■ **Supplied data**
============================================================
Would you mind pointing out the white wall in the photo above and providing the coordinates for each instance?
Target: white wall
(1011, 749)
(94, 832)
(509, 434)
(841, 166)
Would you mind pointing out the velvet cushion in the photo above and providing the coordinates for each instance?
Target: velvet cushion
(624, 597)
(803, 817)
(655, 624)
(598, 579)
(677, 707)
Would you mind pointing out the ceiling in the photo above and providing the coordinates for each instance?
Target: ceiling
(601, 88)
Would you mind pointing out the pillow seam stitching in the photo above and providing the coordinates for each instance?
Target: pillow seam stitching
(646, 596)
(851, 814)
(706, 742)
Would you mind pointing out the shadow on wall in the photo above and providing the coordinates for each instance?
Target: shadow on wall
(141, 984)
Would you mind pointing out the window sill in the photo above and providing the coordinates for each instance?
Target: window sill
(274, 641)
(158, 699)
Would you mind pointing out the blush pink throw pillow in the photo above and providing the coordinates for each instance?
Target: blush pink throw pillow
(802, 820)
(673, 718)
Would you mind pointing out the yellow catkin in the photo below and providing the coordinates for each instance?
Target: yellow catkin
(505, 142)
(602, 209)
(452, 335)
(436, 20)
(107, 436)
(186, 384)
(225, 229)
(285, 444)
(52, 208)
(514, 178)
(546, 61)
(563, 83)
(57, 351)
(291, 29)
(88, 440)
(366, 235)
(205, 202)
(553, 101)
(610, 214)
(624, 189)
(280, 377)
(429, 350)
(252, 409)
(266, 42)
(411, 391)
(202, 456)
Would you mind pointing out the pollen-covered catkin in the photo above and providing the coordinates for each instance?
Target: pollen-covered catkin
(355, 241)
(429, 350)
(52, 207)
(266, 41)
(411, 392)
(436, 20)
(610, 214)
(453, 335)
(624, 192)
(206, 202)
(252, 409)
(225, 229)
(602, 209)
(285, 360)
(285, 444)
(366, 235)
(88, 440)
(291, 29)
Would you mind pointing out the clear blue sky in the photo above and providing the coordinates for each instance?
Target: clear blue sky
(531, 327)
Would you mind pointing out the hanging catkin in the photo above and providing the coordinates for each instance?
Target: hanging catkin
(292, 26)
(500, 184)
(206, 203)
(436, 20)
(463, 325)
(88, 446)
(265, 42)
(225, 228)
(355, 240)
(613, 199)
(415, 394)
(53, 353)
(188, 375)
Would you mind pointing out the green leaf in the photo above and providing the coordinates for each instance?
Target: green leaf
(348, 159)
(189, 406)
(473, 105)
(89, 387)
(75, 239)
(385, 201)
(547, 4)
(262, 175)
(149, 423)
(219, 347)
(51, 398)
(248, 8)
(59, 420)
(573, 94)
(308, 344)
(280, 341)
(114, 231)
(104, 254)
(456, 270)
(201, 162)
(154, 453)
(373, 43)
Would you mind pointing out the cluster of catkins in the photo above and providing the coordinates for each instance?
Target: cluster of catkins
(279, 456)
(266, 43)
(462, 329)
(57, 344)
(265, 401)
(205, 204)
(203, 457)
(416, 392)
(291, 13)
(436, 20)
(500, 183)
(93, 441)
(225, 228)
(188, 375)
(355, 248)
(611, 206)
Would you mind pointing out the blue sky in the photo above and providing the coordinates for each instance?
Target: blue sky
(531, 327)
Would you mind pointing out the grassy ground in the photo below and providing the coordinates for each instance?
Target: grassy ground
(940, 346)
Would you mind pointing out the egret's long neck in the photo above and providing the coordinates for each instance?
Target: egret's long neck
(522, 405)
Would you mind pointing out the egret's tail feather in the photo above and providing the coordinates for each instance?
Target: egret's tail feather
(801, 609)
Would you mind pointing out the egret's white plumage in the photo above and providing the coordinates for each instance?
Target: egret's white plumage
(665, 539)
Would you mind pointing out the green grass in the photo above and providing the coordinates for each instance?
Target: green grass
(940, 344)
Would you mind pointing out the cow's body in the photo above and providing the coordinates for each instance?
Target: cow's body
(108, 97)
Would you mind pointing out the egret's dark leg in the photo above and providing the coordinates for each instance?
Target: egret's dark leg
============================================================
■ **Brief**
Each entry above is to be set down again in exactly the same words.

■ **Answer for the task**
Would you mind pointing out the white wall in the photo above and providing the coordinates for each instance?
Target: white wall
(1011, 749)
(94, 832)
(509, 434)
(841, 166)
Would you mind pointing out the velvet cushion in the photo above and providing the coordinates for each instance?
Target: velvet cushion
(624, 597)
(803, 817)
(655, 624)
(598, 579)
(677, 707)
Would you mind pointing out the ceiling in the photo above and providing the coordinates for each instance?
Target: ceiling
(601, 88)
Would you mind pointing out the pillow seam stitching in the photo above and providing the coordinates for each instance?
Target: pillow seam stitching
(646, 596)
(851, 814)
(706, 742)
Would you mind pointing out the shadow on wall in the photo above and providing the coordinates for each instance?
Target: shadow on wall
(141, 984)
Would you mind pointing out the window sill in the photo above and providing the coordinates for each instance?
Target: window sill
(274, 641)
(158, 699)
Would you mind pointing out the blush pink throw pillow in the photo above and providing the coordinates for each instance?
Target: blush pink throw pillow
(802, 820)
(673, 718)
Would you mind pointing out the yellow catkin in the photo below and providing the coordinates for each instance?
Target: yellow catkin
(505, 142)
(602, 209)
(452, 335)
(436, 20)
(107, 436)
(186, 384)
(225, 229)
(285, 444)
(52, 208)
(514, 178)
(546, 61)
(563, 83)
(57, 351)
(291, 29)
(88, 440)
(366, 235)
(205, 202)
(553, 101)
(610, 214)
(624, 189)
(280, 377)
(429, 350)
(252, 409)
(266, 42)
(411, 391)
(202, 456)
Would you mind pointing out the pollen-covered catkin in the photo above and providing the coordinates for each instance?
Target: pollen-covered catkin
(355, 241)
(429, 350)
(52, 207)
(266, 41)
(411, 392)
(436, 20)
(610, 214)
(453, 335)
(624, 192)
(206, 202)
(252, 409)
(225, 229)
(602, 209)
(285, 360)
(285, 444)
(366, 235)
(88, 440)
(291, 29)
Would you mind pointing out the clear blue sky in the photo above and providing the coordinates for each instance?
Target: clear blue sky
(531, 327)
Would you mind pointing out the hanging catkin in the photo above and providing the coordinates for each instance?
Target: hanging catkin
(292, 26)
(500, 184)
(206, 203)
(436, 20)
(463, 325)
(88, 446)
(265, 42)
(225, 228)
(355, 240)
(613, 199)
(415, 394)
(53, 353)
(188, 375)
Would you mind pointing out the green leaf in the photo above and providing the coordinates for each instance?
Target: green leaf
(348, 159)
(189, 406)
(473, 105)
(89, 387)
(75, 239)
(385, 201)
(547, 4)
(262, 175)
(149, 423)
(219, 347)
(51, 398)
(248, 8)
(59, 420)
(573, 94)
(308, 344)
(280, 341)
(114, 231)
(104, 254)
(456, 270)
(201, 162)
(154, 453)
(373, 43)
Would you mind pointing out the cluster of catkins in the photo above and providing the coordinates for each instance?
Target: cluster of catkins
(279, 456)
(266, 43)
(462, 329)
(57, 344)
(265, 401)
(205, 204)
(203, 457)
(416, 392)
(291, 13)
(436, 20)
(500, 183)
(93, 441)
(225, 228)
(188, 375)
(355, 248)
(611, 206)
Would you mind pointing out the blue sky in the photo above and providing the coordinates for each instance?
Target: blue sky
(531, 327)
Would you mind pointing out the grassy ground in the photo below and providing the coordinates for each instance?
Target: grassy ground
(940, 346)
Would you mind pointing out the egret's long neck in the photo above and providing the coordinates for each instance?
Target: egret's long neck
(522, 405)
Would you mind pointing out the egret's tail feather in the photo above and providing the coordinates for each instance?
Target: egret's tail feather
(801, 609)
Would you mind pointing out the egret's white plumage in the photo above and providing the coordinates for each instance?
Target: egret's white plumage
(665, 539)
Would you mind pointing out the green grass in the photo above and providing the coordinates for each instance?
Target: green grass
(940, 344)
Would you mind pointing out the cow's body in the photo above and providing the coordinates for each instance?
Target: cow's body
(108, 97)
Would you mind pointing out the egret's dark leg in the photo above and providing the coordinates for each instance?
Target: egret's dark leg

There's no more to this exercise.